> **Information supplied**
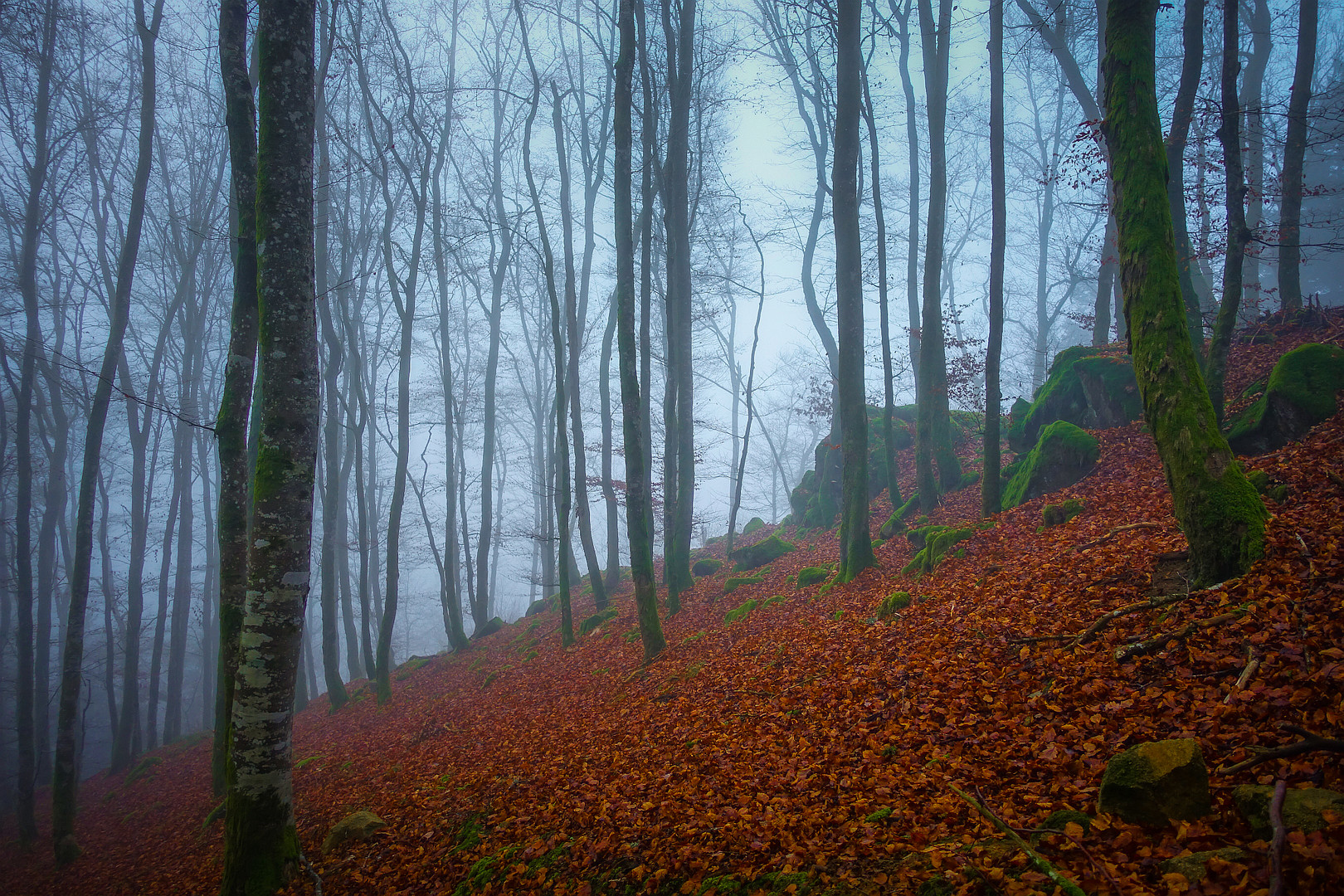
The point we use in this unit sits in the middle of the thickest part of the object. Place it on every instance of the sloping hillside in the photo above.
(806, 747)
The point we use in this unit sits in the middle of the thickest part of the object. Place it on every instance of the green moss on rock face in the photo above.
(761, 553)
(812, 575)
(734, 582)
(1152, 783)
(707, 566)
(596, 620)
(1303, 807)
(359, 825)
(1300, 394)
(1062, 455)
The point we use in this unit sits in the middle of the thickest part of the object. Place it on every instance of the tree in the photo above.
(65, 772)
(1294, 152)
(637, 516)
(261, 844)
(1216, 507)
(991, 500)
---
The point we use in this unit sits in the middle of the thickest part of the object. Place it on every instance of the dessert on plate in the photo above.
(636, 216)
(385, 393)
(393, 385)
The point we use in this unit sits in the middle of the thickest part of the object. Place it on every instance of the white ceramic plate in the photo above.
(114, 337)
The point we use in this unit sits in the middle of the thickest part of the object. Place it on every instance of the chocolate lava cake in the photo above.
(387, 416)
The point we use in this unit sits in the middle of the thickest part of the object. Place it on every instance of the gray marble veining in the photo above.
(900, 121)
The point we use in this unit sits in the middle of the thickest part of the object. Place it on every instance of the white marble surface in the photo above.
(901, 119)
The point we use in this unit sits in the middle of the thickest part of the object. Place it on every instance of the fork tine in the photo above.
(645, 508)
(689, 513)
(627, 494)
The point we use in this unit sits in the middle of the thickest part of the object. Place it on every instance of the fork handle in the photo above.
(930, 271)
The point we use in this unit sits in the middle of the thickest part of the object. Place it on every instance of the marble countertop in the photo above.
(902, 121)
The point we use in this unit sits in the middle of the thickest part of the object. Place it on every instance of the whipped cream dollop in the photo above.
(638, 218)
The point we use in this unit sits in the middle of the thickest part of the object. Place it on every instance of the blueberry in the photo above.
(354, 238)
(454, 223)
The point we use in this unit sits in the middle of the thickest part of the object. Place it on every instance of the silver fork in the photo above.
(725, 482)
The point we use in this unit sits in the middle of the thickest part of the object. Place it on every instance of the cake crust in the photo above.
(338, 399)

> **What the exercise asks**
Tally the lines in the records above that contain the string "marble", treating uppercase and lowercase letters as different. Reply with the number alone.

> **Answer to the task**
3